Object location annotation data:
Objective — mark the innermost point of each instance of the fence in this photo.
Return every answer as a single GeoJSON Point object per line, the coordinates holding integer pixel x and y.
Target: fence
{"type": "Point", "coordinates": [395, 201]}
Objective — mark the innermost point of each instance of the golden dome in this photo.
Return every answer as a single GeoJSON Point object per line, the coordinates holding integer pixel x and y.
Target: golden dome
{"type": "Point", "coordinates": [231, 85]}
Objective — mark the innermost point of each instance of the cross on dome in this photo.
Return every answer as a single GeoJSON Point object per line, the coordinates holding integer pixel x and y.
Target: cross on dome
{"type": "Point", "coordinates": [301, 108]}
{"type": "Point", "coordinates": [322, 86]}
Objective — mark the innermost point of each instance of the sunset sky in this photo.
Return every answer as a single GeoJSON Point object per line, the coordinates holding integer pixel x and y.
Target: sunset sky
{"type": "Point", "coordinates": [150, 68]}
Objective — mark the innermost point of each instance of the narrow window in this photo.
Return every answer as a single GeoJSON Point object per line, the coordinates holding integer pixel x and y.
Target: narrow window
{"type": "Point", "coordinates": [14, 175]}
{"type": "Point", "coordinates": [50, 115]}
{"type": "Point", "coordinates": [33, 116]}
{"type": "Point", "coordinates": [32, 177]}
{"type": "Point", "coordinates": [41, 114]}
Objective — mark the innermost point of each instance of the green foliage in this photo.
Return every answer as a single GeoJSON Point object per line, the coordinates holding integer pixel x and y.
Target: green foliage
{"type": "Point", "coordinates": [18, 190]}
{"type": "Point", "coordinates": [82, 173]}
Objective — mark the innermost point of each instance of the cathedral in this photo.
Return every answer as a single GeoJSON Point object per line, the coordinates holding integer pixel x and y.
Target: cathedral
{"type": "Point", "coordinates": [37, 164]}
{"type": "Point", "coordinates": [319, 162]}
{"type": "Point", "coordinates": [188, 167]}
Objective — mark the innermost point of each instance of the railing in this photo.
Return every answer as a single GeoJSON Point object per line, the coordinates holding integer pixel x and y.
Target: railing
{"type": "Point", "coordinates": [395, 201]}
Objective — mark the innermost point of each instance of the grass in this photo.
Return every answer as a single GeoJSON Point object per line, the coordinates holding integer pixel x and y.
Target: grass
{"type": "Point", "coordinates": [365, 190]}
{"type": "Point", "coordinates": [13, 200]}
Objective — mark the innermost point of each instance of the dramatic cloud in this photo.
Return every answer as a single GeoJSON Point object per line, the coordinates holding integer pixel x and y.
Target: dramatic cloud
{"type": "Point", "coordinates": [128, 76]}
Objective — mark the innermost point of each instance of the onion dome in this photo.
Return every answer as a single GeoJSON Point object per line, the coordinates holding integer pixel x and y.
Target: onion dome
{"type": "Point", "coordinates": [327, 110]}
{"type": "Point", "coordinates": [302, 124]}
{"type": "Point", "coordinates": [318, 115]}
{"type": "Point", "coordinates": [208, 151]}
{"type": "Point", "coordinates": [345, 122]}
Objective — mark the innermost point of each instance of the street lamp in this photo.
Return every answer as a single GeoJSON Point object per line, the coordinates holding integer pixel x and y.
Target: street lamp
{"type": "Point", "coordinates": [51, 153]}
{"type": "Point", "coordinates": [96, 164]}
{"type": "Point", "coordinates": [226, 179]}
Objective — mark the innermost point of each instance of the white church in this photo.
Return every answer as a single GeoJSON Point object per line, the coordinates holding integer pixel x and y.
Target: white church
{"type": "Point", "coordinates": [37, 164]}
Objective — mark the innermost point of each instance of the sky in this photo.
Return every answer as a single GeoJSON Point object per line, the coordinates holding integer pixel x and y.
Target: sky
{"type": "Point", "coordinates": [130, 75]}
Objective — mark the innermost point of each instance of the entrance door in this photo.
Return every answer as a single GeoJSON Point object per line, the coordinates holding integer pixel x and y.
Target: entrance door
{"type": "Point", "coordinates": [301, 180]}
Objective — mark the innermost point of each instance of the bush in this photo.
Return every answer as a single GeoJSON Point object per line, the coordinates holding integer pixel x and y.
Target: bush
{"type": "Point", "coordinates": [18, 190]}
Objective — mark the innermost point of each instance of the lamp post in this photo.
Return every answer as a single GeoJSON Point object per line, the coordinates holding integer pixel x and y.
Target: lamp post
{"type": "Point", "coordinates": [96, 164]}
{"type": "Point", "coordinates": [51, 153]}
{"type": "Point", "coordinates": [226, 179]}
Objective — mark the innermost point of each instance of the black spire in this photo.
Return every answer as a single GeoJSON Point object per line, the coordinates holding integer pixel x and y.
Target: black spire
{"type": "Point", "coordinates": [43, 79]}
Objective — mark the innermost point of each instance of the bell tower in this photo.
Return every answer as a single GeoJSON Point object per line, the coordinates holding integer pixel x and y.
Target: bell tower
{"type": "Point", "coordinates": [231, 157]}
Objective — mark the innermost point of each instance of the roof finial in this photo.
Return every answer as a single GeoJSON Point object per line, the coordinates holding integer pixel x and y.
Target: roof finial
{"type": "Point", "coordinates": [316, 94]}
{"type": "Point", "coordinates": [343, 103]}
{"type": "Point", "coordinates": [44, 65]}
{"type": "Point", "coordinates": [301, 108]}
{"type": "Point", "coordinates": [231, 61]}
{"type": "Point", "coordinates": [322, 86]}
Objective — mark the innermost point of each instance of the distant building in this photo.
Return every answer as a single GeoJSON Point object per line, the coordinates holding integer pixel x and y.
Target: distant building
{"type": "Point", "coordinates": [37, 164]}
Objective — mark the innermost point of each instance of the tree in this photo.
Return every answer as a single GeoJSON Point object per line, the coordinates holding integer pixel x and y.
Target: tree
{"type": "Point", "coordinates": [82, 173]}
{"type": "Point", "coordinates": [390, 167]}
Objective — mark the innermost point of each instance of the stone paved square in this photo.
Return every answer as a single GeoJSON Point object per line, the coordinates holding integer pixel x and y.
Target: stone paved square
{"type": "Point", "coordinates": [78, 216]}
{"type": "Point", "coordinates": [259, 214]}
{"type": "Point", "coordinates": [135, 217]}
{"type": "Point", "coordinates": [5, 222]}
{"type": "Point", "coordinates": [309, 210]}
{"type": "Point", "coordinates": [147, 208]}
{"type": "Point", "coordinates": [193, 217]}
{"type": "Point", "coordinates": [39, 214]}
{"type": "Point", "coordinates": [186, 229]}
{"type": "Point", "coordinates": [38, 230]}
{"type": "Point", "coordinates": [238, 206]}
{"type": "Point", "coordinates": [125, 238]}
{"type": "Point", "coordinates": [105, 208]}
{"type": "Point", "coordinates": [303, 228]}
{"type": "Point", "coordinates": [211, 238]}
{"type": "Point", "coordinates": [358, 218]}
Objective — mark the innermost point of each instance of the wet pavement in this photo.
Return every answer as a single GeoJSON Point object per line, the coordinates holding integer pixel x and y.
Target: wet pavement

#### [Stated goal]
Copy out the whole listing exactly; please set it all down.

#### [Exercise answer]
Objective — mark the innermost point of each instance of the fence in this photo.
Return every answer as a single GeoJSON Point object per line, the coordinates holding integer pixel x and y.
Target: fence
{"type": "Point", "coordinates": [395, 201]}
Objective — mark the innermost point of each instance of the golden dome in this photo.
Return every answer as a single GeoJSON Point object per line, the coordinates holding integer pixel x and y.
Target: golden dome
{"type": "Point", "coordinates": [231, 85]}
Objective — mark the innermost point of each instance of the cross on dome in this photo.
Return every answer as a single GeoJSON Point object per line, the coordinates holding integer pixel x and y.
Target: cross on dome
{"type": "Point", "coordinates": [301, 108]}
{"type": "Point", "coordinates": [322, 86]}
Objective — mark the innermost point of each instance of the sunset sky in this photo.
Return every answer as a single GeoJSON Point object per line, the coordinates holding integer pixel x and y.
Target: sunset sky
{"type": "Point", "coordinates": [150, 68]}
Objective — mark the innermost point of each instance of the narrow window in this photo.
Return every answer as a single GeoJSON Point object per line, the coordinates holding integer pixel x and y.
Target: narrow window
{"type": "Point", "coordinates": [14, 175]}
{"type": "Point", "coordinates": [50, 115]}
{"type": "Point", "coordinates": [33, 116]}
{"type": "Point", "coordinates": [32, 177]}
{"type": "Point", "coordinates": [41, 114]}
Objective — mark the innermost point of each instance of the green foliage in this photo.
Return every answer as a single GeoJSON Point object per line, the coordinates holding integer pixel x and y.
Target: green foliage
{"type": "Point", "coordinates": [18, 190]}
{"type": "Point", "coordinates": [82, 173]}
Objective — mark the innermost point of each instance of the cathedral in this photo.
Return every answer as a single GeoJSON Point object per line, the coordinates holding integer pixel x and y.
Target: cathedral
{"type": "Point", "coordinates": [37, 164]}
{"type": "Point", "coordinates": [319, 162]}
{"type": "Point", "coordinates": [188, 167]}
Objective — mark the innermost point of each instance of the railing in this photo.
Return every answer as a single GeoJSON Point object per line, the coordinates holding integer pixel x and y.
Target: railing
{"type": "Point", "coordinates": [395, 201]}
Objective — mark the innermost point of each instance of the grass in this photo.
Return every answer as a single GeoJSON Point object per line, the coordinates holding integer pixel x and y.
Target: grass
{"type": "Point", "coordinates": [365, 190]}
{"type": "Point", "coordinates": [13, 200]}
Objective — mark the innermost point of each instance of the dramatic cloud in this photo.
Return every answer as a single GeoJSON Point object per line, the coordinates holding integer pixel x and y.
Target: dramatic cloud
{"type": "Point", "coordinates": [128, 76]}
Objective — mark the innermost point of each instance of the onion dome in this photo.
Return every answer as a single GeoJSON Point object per line, the coordinates holding integer pixel x and y.
Target: onion dome
{"type": "Point", "coordinates": [327, 110]}
{"type": "Point", "coordinates": [302, 124]}
{"type": "Point", "coordinates": [318, 115]}
{"type": "Point", "coordinates": [208, 151]}
{"type": "Point", "coordinates": [345, 122]}
Objective — mark the innermost point of each instance of the street lamp in this photo.
Return every answer as a single GeoJSON Point object per line, the coordinates holding integer pixel x and y.
Target: street lamp
{"type": "Point", "coordinates": [51, 153]}
{"type": "Point", "coordinates": [96, 164]}
{"type": "Point", "coordinates": [226, 179]}
Objective — mark the innermost point of each instance of the white church in this photo.
Return every answer as a single GeoJSON Point object per line, the coordinates holding integer pixel x and y.
Target: white church
{"type": "Point", "coordinates": [37, 164]}
Objective — mark the innermost point of each instance of the sky in this photo.
Return every answer as a single GeoJSON Point object per line, the coordinates holding integer pixel x and y.
Target: sky
{"type": "Point", "coordinates": [130, 75]}
Objective — mark the innermost point of each instance of the entrance door in this photo.
Return every answer as a single GeoJSON Point object per line, the coordinates holding integer pixel x and y.
Target: entrance door
{"type": "Point", "coordinates": [301, 180]}
Objective — mark the innermost point of each instance of the bush in this photo.
Return every answer as a single GeoJSON Point object per line, the coordinates holding integer pixel x and y.
Target: bush
{"type": "Point", "coordinates": [18, 190]}
Objective — mark the innermost point of each instance of the lamp post in this photo.
Return every answer as a single GeoJSON Point object per line, the coordinates holding integer pixel x and y.
Target: lamp post
{"type": "Point", "coordinates": [96, 164]}
{"type": "Point", "coordinates": [51, 153]}
{"type": "Point", "coordinates": [226, 179]}
Objective — mark the innermost point of each instance of the black spire in this photo.
Return every answer as a single GeoJSON Point object per line, the coordinates holding integer pixel x and y.
Target: black spire
{"type": "Point", "coordinates": [43, 79]}
Objective — mark the innermost point of each instance of the bell tower in this photo.
Return every answer as a single GeoJSON Point object per line, the coordinates holding integer pixel x and y.
Target: bell tower
{"type": "Point", "coordinates": [231, 157]}
Objective — mark the innermost point of each instance of the roof finial in this photo.
Return every answer as a single GeoJSON Point object per line, the coordinates holding integer pixel x and y.
Target: roof finial
{"type": "Point", "coordinates": [316, 94]}
{"type": "Point", "coordinates": [343, 103]}
{"type": "Point", "coordinates": [44, 65]}
{"type": "Point", "coordinates": [301, 108]}
{"type": "Point", "coordinates": [231, 61]}
{"type": "Point", "coordinates": [322, 86]}
Objective — mark the innermost point of each instance of the distant building in this photo.
Return every answer as a single GeoJSON Point object per line, the coordinates holding integer pixel x and y.
Target: distant building
{"type": "Point", "coordinates": [37, 164]}
Objective — mark the innermost point of each instance of the tree in this photo.
Return every answer as a single GeoJSON Point object per line, the coordinates holding integer pixel x and y.
Target: tree
{"type": "Point", "coordinates": [82, 173]}
{"type": "Point", "coordinates": [390, 167]}
Objective — mark the innermost point of each instance of the stone paved square in this photo.
Return every answer as a single GeoJSON Point object per line, the coordinates holding integer pixel x and y.
Target: stone paved square
{"type": "Point", "coordinates": [78, 216]}
{"type": "Point", "coordinates": [259, 214]}
{"type": "Point", "coordinates": [135, 217]}
{"type": "Point", "coordinates": [5, 222]}
{"type": "Point", "coordinates": [309, 210]}
{"type": "Point", "coordinates": [147, 208]}
{"type": "Point", "coordinates": [193, 217]}
{"type": "Point", "coordinates": [39, 214]}
{"type": "Point", "coordinates": [186, 229]}
{"type": "Point", "coordinates": [38, 230]}
{"type": "Point", "coordinates": [238, 206]}
{"type": "Point", "coordinates": [125, 238]}
{"type": "Point", "coordinates": [105, 208]}
{"type": "Point", "coordinates": [303, 228]}
{"type": "Point", "coordinates": [211, 238]}
{"type": "Point", "coordinates": [358, 218]}
Objective — mark the innermost point of each instance of the wet pavement in this photo.
Return every answer as a single GeoJSON Point object per line, the coordinates holding integer pixel x and y.
Target: wet pavement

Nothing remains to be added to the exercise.